§ **What this task involves**
Copy the lines below verbatim. Begin at the line that contains "Task: place one keypoint per instance of the decorative" and stop after the last line of the records.

§ **Recorded data**
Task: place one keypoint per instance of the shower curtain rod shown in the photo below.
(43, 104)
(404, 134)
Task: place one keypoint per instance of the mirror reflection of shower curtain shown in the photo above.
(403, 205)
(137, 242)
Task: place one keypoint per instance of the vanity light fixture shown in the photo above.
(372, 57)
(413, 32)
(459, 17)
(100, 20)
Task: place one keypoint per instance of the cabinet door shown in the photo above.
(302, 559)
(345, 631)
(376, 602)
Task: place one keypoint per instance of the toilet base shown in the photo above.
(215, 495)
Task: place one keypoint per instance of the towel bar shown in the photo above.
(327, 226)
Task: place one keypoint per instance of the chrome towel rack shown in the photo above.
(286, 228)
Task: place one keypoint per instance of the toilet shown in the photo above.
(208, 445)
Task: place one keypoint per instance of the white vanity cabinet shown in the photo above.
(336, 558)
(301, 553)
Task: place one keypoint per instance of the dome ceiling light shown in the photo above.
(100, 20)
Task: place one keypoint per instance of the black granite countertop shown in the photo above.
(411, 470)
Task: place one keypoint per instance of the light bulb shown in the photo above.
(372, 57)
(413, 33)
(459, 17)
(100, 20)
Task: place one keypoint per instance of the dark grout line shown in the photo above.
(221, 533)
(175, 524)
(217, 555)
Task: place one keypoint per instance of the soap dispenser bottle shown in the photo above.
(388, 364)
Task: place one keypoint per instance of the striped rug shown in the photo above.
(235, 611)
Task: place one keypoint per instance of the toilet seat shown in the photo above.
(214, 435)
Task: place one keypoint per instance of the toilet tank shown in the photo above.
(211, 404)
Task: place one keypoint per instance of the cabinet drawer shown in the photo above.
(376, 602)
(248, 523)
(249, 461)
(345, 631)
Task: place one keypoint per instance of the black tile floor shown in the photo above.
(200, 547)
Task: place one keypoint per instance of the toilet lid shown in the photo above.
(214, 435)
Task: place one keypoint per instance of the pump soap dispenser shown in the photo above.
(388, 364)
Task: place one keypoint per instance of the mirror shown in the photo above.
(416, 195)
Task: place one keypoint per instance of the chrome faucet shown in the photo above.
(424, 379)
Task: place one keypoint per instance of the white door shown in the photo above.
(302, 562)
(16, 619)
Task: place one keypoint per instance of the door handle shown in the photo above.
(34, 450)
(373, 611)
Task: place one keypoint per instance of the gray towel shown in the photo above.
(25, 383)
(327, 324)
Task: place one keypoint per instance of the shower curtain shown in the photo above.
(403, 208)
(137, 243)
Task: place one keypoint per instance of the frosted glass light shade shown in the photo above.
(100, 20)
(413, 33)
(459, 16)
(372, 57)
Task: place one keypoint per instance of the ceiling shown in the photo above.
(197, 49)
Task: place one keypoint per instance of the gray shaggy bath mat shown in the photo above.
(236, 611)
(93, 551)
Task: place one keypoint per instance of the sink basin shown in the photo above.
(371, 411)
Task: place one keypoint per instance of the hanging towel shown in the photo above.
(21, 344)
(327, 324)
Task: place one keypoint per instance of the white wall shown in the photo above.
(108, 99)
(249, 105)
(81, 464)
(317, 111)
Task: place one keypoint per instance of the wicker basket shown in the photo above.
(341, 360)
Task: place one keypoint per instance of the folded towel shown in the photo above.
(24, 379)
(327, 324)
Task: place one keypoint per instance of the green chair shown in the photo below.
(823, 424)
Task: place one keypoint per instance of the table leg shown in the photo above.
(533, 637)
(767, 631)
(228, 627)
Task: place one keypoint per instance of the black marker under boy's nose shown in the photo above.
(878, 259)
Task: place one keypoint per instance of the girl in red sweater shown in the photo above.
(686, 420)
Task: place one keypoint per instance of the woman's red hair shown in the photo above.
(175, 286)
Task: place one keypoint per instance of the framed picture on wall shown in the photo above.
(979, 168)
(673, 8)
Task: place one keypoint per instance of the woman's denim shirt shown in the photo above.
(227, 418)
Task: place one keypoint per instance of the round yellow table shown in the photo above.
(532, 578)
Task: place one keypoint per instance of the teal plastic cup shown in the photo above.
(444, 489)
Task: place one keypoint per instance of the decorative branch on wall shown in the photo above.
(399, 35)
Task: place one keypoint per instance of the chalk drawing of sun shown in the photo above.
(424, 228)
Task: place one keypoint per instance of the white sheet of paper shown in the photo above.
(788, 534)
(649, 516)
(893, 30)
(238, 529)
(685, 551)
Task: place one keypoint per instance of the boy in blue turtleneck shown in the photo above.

§ **Correct output**
Task: place one keypoint per instance of the decorative branch on wall shown in the photo above.
(399, 35)
Task: place one keypoint per instance of the chalk drawing of sun shown in the photo above.
(424, 228)
Task: place one keypoint per instance of the white sheet of paper shown in the photo above.
(788, 534)
(649, 516)
(893, 30)
(238, 529)
(685, 551)
Task: place one keypoint per instance of the boy in blue turtleneck shown in the photo above.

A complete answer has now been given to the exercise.